▶ Exercise goal: Please set the lines down again exactly, from the top of the entries through the line that contains "the wind-blown snow".

[Stored items from a collection]

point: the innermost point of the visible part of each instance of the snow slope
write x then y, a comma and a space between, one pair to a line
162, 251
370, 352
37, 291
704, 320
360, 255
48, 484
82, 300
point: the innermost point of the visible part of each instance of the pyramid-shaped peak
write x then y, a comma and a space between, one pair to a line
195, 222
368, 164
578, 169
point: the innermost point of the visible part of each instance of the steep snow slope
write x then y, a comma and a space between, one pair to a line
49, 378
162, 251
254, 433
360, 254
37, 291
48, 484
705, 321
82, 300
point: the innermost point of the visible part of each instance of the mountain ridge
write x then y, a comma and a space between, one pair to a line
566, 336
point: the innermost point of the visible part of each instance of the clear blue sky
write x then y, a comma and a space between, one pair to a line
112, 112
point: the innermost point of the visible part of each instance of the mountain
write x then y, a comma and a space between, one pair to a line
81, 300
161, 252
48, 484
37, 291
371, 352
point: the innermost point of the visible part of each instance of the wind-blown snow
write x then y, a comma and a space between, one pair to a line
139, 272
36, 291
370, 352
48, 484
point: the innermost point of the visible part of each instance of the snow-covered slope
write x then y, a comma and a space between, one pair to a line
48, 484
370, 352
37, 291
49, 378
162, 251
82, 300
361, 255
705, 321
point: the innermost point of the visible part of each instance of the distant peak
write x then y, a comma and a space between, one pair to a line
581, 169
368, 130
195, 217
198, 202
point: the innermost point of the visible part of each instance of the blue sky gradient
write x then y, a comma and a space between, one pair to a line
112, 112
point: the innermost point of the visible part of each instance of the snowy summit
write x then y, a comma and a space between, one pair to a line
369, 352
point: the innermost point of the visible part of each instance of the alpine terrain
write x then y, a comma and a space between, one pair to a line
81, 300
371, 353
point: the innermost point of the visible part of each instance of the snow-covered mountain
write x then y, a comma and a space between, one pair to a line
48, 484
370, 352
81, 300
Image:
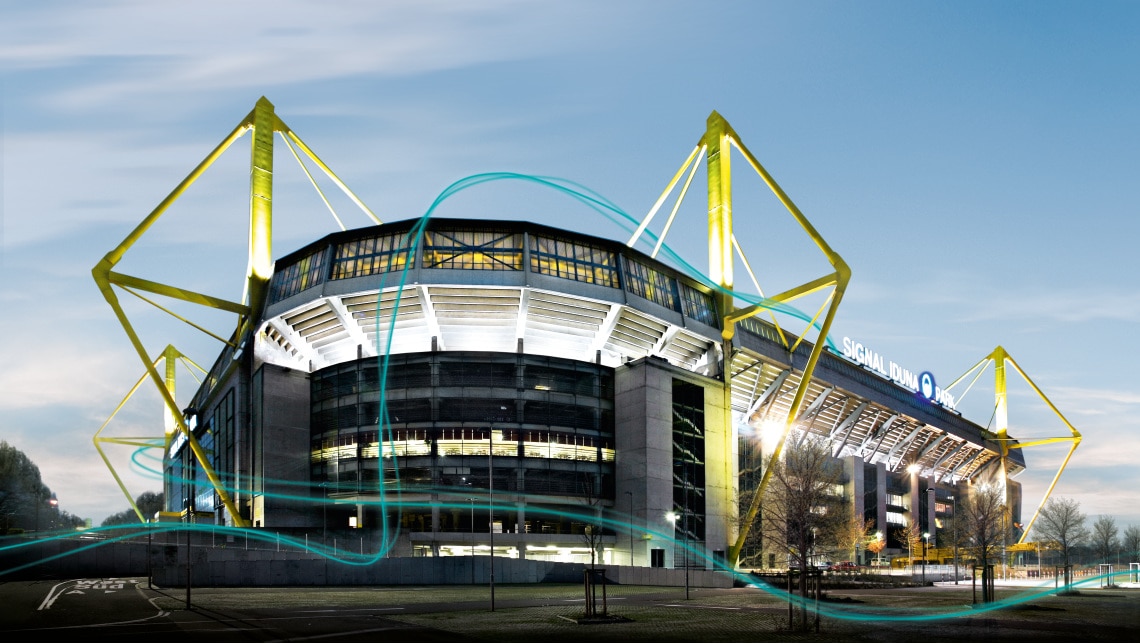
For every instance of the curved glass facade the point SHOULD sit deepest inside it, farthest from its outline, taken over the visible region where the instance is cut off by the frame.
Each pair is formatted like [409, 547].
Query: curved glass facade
[548, 421]
[497, 247]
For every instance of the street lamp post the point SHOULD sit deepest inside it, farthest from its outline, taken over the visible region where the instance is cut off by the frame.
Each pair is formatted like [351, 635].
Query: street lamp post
[472, 499]
[490, 495]
[630, 528]
[926, 538]
[490, 503]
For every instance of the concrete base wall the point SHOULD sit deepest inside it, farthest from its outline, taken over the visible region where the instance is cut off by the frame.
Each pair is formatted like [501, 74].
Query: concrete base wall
[254, 568]
[238, 568]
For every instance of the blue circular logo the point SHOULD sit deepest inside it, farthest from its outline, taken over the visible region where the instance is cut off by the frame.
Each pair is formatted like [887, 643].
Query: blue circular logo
[926, 385]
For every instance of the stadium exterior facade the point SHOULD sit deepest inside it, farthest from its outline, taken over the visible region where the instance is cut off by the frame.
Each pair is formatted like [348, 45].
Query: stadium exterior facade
[568, 381]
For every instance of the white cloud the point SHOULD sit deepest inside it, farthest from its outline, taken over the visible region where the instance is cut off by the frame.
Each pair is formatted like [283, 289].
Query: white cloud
[213, 46]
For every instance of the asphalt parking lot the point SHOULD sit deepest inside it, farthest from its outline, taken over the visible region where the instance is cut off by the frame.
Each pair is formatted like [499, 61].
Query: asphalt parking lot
[548, 612]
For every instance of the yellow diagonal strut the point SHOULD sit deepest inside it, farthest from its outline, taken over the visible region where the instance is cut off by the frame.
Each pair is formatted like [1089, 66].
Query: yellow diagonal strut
[721, 136]
[263, 123]
[1000, 359]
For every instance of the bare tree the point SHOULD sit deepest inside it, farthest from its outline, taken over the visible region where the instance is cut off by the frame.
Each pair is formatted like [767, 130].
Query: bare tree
[953, 535]
[592, 532]
[1131, 544]
[800, 513]
[1061, 526]
[854, 531]
[751, 554]
[876, 545]
[984, 516]
[1104, 538]
[910, 535]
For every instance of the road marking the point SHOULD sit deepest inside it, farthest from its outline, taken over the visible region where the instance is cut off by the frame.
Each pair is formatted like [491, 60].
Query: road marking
[53, 595]
[353, 610]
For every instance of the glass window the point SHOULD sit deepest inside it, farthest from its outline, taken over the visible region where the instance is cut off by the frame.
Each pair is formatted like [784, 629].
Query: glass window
[296, 277]
[371, 255]
[650, 284]
[698, 304]
[479, 250]
[573, 260]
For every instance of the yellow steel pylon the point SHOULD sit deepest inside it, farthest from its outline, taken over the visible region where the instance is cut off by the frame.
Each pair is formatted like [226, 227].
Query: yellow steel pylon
[1000, 358]
[169, 357]
[262, 122]
[716, 145]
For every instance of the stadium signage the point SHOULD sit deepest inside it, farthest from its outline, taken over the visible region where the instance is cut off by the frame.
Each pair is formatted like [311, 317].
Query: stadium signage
[922, 383]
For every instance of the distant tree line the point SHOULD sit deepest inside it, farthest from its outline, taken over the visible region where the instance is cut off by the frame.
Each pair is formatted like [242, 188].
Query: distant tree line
[26, 504]
[148, 504]
[1066, 538]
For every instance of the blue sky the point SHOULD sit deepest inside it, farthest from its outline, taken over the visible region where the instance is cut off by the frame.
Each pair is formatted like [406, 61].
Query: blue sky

▶ Answer space:
point: the innermost point of the visible part of each instance of the snow slope
write x then y, a comma and a space between, one pair to a line
162, 251
370, 352
37, 291
704, 320
360, 255
48, 484
82, 300
point: the innermost point of the visible part of each instance of the pyramid-shaped peak
write x then y, a comma and a space between, one pair to a line
195, 222
368, 164
578, 169
point: the innermost point of the visible part of each instance of the steep snow slope
write x then y, a comma and a space between, one pair to a line
49, 378
162, 251
254, 433
360, 254
37, 291
48, 484
705, 321
82, 300
point: the innermost point of the visible part of each instance of the mountain ridge
write x then y, a comma and a space between, one pair to a line
566, 336
point: the innermost point of the visible part of each instance of the clear blue sky
write x then y, a comma and a space between, one pair to a line
112, 112
point: the innermost point of the visible part of each instance of the mountain
write x then y, a comma and a space between, one pair to a line
81, 300
161, 252
48, 484
37, 291
371, 352
point: the innermost point of the visible part of each instance of the wind-blown snow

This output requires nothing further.